- [What needs to be done]: Count the lines in the rows below that contain the string "grass". Reply with the number alone.

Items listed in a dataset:
[Begin]

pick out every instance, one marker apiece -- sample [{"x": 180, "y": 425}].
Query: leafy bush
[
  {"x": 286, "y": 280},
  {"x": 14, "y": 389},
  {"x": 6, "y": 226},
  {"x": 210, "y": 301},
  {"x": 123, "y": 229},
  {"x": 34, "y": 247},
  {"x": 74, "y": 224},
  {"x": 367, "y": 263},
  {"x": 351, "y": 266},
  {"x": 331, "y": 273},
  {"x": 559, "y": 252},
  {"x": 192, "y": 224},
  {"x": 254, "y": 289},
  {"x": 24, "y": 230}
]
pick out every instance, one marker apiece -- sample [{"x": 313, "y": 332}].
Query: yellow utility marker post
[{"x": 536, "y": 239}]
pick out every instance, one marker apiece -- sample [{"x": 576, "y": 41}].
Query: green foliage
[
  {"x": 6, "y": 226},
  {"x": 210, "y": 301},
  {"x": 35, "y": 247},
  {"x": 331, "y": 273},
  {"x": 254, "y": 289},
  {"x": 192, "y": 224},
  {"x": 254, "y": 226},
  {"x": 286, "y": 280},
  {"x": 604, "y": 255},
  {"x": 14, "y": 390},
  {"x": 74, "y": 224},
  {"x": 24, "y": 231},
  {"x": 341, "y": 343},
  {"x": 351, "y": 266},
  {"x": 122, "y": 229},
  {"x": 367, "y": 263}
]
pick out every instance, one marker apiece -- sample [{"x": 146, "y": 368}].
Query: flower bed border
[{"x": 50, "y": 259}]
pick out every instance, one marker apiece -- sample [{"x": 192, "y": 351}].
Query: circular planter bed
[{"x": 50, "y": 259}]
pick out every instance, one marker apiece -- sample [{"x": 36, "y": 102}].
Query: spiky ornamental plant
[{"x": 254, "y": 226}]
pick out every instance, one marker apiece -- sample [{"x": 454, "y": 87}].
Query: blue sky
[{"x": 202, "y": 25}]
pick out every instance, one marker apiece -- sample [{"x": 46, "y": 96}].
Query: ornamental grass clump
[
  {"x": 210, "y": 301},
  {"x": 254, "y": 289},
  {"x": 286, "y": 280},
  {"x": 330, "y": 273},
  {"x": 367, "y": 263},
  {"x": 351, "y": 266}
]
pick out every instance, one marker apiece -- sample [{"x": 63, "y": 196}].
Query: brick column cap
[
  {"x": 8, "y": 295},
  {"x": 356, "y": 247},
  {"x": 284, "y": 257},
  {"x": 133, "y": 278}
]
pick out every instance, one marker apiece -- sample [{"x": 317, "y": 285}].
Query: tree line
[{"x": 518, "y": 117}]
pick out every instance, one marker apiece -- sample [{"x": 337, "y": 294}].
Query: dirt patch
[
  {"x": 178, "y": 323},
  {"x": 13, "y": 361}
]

[End]
[Begin]

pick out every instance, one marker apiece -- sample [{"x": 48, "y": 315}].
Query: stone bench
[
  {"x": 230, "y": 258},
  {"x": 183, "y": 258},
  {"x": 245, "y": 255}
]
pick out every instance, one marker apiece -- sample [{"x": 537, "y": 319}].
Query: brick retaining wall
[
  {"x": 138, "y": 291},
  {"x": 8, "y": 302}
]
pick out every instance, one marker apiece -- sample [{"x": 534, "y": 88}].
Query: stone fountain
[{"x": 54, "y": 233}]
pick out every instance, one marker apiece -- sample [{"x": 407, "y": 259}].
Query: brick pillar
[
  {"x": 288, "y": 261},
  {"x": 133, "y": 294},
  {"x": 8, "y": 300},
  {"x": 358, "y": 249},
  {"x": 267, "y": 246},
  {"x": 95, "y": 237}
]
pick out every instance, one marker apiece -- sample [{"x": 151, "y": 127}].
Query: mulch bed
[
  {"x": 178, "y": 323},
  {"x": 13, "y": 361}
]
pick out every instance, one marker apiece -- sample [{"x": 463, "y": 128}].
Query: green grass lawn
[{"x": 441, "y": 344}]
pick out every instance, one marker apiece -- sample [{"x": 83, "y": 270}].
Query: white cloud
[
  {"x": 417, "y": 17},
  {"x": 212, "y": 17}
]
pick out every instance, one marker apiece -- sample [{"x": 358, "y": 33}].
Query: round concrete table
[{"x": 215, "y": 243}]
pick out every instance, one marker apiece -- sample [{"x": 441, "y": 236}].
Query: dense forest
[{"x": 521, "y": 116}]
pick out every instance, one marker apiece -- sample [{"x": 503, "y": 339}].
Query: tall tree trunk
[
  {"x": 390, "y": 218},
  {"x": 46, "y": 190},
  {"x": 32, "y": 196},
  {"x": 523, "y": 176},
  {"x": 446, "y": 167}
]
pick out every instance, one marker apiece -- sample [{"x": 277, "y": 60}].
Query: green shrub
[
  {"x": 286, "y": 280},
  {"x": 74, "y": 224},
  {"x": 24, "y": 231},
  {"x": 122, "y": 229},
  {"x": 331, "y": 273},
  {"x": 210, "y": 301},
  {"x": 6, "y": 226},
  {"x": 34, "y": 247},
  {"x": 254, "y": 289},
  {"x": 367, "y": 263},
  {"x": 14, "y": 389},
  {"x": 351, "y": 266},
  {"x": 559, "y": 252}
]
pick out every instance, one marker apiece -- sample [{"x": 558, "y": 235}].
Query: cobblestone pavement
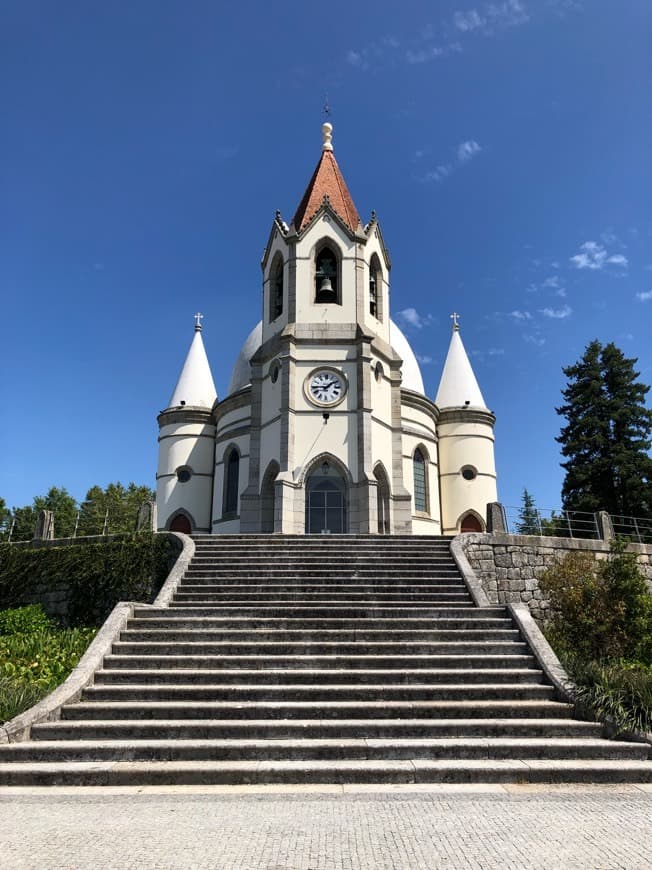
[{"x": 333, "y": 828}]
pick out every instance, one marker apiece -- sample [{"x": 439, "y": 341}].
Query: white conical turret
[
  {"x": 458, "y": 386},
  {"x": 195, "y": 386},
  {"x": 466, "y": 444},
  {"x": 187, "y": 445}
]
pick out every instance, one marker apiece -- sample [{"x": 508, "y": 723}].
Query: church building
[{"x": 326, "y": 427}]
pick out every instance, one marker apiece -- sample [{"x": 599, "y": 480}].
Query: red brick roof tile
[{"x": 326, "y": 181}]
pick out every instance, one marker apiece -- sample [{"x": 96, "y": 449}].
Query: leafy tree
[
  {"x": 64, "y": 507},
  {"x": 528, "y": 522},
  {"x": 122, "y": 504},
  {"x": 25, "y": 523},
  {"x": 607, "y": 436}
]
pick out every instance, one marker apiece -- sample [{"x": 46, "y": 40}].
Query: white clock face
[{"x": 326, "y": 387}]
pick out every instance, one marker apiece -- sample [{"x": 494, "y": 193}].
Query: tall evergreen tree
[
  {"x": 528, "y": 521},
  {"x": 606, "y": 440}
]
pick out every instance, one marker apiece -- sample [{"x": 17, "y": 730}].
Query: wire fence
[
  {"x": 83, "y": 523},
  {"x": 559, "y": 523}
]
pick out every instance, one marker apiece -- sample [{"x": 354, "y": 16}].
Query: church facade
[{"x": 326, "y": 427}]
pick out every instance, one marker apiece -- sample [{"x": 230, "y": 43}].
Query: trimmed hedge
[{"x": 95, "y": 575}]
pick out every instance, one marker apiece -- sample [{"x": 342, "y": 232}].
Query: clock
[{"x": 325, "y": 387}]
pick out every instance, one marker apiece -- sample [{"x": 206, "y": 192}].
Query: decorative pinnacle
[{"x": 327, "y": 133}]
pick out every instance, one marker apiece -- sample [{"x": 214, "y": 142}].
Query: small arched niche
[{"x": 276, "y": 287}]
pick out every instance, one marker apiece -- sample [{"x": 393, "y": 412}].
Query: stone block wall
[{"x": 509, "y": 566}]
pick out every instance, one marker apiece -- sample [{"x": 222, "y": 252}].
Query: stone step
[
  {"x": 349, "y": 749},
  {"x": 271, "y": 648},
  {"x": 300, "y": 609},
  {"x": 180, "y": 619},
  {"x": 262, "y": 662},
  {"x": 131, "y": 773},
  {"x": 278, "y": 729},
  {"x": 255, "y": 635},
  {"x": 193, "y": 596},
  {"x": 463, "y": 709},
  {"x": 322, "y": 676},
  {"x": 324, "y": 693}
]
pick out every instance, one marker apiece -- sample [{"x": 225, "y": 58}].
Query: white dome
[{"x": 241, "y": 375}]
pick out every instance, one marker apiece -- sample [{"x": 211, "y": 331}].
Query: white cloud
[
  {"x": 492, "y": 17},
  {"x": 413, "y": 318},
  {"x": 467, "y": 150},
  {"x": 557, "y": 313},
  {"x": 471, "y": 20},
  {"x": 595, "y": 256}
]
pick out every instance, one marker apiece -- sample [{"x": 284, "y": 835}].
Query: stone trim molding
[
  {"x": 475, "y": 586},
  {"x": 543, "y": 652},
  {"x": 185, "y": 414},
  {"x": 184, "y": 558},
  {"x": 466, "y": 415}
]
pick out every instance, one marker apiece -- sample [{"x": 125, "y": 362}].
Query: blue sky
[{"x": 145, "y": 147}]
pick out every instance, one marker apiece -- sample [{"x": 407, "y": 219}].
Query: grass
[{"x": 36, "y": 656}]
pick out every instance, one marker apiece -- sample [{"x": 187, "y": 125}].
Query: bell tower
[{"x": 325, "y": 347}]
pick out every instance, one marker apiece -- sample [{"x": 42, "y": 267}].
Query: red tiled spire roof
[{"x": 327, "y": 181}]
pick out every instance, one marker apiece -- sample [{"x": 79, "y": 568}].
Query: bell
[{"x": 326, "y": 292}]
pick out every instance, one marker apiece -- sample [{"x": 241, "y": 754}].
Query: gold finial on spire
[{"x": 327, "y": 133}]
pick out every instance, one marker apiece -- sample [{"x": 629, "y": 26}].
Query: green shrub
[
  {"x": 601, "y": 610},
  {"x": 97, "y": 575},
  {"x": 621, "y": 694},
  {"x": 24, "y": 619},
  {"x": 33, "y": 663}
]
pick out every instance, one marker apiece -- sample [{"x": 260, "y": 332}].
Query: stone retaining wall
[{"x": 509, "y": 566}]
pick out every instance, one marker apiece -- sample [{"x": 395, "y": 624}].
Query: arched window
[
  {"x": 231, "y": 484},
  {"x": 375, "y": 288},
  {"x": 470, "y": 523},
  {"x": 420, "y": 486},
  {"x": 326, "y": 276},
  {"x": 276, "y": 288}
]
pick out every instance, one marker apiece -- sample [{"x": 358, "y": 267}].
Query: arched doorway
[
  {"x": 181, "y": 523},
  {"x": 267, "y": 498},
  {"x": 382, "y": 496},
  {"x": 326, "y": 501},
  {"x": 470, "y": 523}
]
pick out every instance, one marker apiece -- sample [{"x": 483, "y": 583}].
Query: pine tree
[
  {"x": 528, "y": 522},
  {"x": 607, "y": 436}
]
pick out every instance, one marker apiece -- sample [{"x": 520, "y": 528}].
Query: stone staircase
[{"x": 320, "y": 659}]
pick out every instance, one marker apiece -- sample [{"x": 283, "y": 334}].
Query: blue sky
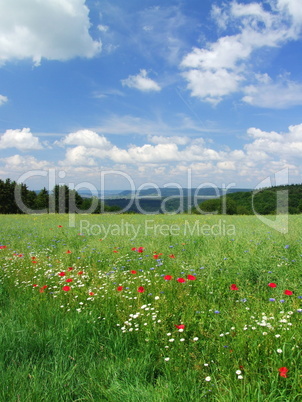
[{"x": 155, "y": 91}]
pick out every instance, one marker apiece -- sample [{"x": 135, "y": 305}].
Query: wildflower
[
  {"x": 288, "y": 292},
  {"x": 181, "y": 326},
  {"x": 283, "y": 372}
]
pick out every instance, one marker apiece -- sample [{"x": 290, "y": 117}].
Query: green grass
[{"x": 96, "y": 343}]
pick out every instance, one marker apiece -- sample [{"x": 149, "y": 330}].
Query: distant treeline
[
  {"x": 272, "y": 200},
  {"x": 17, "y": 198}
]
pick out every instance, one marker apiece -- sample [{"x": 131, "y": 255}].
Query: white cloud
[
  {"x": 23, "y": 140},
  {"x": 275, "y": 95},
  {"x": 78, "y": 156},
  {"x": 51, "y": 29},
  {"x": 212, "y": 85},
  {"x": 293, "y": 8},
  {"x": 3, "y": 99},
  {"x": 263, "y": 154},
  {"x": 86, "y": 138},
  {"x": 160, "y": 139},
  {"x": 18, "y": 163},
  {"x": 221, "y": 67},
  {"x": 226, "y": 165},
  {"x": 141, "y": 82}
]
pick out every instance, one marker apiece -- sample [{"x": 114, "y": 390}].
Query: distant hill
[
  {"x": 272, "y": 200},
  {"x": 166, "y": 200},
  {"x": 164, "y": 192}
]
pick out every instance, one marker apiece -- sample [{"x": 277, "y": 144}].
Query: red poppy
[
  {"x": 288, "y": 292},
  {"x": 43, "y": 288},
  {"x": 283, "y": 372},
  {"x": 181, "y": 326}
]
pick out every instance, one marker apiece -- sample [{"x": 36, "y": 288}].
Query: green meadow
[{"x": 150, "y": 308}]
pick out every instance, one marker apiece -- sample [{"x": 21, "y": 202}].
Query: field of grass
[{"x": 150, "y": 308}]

[End]
[Begin]

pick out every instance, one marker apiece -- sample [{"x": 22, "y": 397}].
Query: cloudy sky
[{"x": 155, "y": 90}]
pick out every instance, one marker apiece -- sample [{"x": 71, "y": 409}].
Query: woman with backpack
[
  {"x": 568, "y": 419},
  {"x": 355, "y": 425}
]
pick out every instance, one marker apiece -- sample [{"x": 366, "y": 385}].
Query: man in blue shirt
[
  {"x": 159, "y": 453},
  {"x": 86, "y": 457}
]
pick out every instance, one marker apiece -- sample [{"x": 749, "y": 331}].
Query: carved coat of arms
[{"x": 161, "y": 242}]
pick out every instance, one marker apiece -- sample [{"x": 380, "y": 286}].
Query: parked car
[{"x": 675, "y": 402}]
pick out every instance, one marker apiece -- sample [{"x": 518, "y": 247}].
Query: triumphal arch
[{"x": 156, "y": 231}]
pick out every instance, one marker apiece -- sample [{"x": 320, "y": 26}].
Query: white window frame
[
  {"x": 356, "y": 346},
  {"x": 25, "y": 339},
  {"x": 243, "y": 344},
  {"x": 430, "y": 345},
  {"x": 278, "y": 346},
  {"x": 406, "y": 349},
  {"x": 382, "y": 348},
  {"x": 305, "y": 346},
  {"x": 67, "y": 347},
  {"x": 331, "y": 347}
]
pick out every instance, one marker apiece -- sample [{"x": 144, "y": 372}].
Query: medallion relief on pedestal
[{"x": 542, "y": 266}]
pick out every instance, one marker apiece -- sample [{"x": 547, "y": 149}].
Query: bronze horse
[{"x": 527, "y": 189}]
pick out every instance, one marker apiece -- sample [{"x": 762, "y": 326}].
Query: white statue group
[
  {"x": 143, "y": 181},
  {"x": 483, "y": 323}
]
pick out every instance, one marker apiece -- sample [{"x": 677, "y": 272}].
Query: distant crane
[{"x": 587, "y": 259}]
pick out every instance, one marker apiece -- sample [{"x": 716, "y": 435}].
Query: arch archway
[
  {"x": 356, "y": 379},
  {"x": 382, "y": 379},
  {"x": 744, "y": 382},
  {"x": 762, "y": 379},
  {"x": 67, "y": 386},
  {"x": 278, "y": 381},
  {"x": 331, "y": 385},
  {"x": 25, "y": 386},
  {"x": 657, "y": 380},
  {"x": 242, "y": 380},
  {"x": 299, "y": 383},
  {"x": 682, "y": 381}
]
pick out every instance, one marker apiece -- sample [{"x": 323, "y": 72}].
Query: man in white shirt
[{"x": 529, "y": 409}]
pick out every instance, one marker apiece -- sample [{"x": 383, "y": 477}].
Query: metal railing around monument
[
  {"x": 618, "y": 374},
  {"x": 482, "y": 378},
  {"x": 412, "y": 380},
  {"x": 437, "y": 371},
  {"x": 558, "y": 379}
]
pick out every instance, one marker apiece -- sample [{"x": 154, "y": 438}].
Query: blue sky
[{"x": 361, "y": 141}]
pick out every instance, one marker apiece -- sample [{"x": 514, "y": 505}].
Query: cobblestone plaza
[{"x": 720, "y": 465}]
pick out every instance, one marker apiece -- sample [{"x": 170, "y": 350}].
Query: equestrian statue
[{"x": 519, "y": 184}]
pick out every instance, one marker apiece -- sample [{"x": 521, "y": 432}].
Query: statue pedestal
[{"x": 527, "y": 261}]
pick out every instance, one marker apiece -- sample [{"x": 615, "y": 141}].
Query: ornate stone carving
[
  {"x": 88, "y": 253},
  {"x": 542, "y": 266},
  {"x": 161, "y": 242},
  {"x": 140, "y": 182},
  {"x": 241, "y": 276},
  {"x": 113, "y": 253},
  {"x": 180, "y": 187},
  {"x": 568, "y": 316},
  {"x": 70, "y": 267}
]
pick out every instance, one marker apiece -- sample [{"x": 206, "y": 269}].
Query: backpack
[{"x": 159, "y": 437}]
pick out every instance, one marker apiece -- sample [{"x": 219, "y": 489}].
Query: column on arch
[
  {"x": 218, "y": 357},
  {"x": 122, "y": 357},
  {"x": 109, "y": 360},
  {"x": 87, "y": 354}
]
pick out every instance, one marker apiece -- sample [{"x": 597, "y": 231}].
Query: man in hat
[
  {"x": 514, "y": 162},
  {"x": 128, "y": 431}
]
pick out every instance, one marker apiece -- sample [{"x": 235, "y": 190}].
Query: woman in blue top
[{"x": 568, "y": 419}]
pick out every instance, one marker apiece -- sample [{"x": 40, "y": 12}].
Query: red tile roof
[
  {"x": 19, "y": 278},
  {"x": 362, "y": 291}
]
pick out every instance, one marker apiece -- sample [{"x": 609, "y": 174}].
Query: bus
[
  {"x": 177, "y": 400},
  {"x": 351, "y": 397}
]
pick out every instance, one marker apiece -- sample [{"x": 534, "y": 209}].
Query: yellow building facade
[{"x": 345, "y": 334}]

[End]

- [Written solution]: 5